**WHAT TO DO**: Print exactly, and only, the lines running from the line containing "Query: barn entrance" through the end of the records below.

**TASK DATA**:
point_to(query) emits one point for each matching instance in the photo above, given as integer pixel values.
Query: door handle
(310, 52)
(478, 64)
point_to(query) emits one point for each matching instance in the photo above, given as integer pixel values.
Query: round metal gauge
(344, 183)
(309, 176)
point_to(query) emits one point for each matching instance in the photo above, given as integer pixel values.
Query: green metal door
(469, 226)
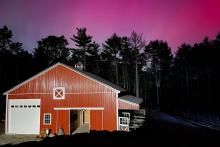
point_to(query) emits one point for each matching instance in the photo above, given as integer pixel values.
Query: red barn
(61, 97)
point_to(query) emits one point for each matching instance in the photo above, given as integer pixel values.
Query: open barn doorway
(78, 118)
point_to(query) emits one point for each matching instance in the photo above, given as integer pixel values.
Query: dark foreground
(155, 133)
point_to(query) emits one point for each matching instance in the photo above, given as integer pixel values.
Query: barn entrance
(79, 118)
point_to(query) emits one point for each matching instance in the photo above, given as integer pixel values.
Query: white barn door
(24, 116)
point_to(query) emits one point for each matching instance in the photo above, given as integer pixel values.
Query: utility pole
(158, 85)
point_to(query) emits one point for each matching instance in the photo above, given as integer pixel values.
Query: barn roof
(131, 98)
(83, 73)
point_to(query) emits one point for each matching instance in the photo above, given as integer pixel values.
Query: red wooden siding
(80, 92)
(127, 105)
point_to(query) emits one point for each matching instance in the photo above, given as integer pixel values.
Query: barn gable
(68, 80)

**WRITTEN SOLUTION**:
Query: barn entrance
(79, 118)
point_to(query) emits one point for each matching instance in the photo above, given as integer pixel values.
Query: white barn door
(24, 116)
point_to(query) emits one point for each matching instance in the photo above, given as integer pixel values.
Query: utility pole
(158, 85)
point_to(query) emits one point for each matching instance in the photo above, given as integer pixel values.
Query: barn roof
(131, 98)
(83, 73)
point_to(query) emits one point for each matching instance in the photo above, given as integer pixel values.
Query: red wooden siding
(80, 92)
(127, 105)
point_to(query) emits one point for each matching instance in the photo above, given as integer pixel values.
Query: barn gable
(68, 80)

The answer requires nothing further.